# [Excerpt to read]
How To Run ChatGPT-Like AI On GeForce RTX Cards Using NVIDIA Chat With RTX

hero chatwithrtx upscaled
If you're a regular reader around here, odds are very good that you've spent some time experimenting with AI, including large language models. Even if you're not a developer yourself, you've probably dallied with DALL-E, gabbed with Gemini (née Bard), or chatted with ChatGPT—perhaps in its more pervasive form as Microsoft's new Copilot.

There are lots of caveats to these cloud-hosted AI models. Even as a casual user, the delay before they respond can be annoying, and trying to integrate these services with your own data to make use of their skills can be a tiresome task in and of itself. You can get around a lot of the limitations of cloud-based AI by hosting it locally, but this has been a challenge with language models as they tend to be extremely large.

It's entirely possible, though, and NVIDIA has decided to put together a demo that shows this off. In the new Chat with RTX Demo, downloadable from NVIDIA's website, you can click one icon and open a locally-hosted web application that lets you chat with a language model directly in your browser. The demo comes with Mistral 7B and Llama 2 13B, both in INT4 format, but you can actually install your own TensorRT-LLM-compatible models as well.

chatwithrtx screenshot
The Chat With RTX interface will feel familiar to anyone who's used Stable Diffusion.

That's because Chat with RTX is hosted right on your own PC, and runs on your machine's GeForce GPU. In turn, that means that there's no network latency, and also no chance for anyone to snoop on your chat, either. You can feed the app a folder of documents in text, PDF, docx, or XML format and it can reference the data and perform analysis on it for you. You can also point it at a YouTube video or playlist to have it download the transcripts and summarize them for you.

Obviously, this requires a reasonably beefy setup. You'll need at least 16GB of system RAM, a GeForce RTX 30 or RTX 40 series card with at least 8GB of video RAM, and a recent version of Windows 10 or Windows 11. You'll need GeForce driver 535.11 or newer, and you're also going to need about 65GB of disk space once the app is installed. The download itself is some 35GB in size, and the whole download and install process took about an hour and a half on our Ryzen 7 5800X3D machine—most of which was the install.


The biggest issue with the Chat With RTX demo right now is that it doesn't preserve context. What this means is that every single query to the language model you've selected is treated as a new conversation, and it can't reference previous queries for analysis. It's still potentially useful for analysis of datasets or summarizing YouTube videos, but this critical missing feature does make it less interesting as a conversation partner, at least for now.

If you'd like to see what an LLM can do for your dataset, head over to the NVIDIA website to grab Chat with RTX and give it a try. Just be mindful of the requirements we noted above.

# [Extracted records]
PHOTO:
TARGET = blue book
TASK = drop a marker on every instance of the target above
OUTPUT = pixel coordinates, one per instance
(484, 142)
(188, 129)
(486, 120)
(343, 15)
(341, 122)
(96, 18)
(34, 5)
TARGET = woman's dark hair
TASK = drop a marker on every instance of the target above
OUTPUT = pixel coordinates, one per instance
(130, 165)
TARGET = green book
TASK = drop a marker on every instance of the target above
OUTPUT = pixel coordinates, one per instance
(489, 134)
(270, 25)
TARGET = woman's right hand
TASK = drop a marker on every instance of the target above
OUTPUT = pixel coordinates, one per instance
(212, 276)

# [Requirement 1]
List every document format that the article on Chat with RTX says the app can be fed.
# [Requirement 2]
Using the article on Chat with RTX, answer each question.
(a) Which two language models come with the demo?
(b) What is the minimum amount of video RAM the graphics card needs?
(c) What does the article name as the biggest issue with the demo right now?
# [Requirement 3]
Quote the article on Chat with RTX word for word, everything from "How To Run ChatGPT-Like" down to "Microsoft's new Copilot.".

# [Answer area 1]
text, PDF, docx, XML

# [Answer area 2]
(a) Mistral 7B and Llama 2 13B
(b) 8GB
(c) It doesn't preserve context.

# [Answer area 3]
How To Run ChatGPT-Like AI On GeForce RTX Cards Using NVIDIA Chat With RTX

hero chatwithrtx upscaled
If you're a regular reader around here, odds are very good that you've spent some time experimenting with AI, including large language models. Even if you're not a developer yourself, you've probably dallied with DALL-E, gabbed with Gemini (née Bard), or chatted with ChatGPT—perhaps in its more pervasive form as Microsoft's new Copilot.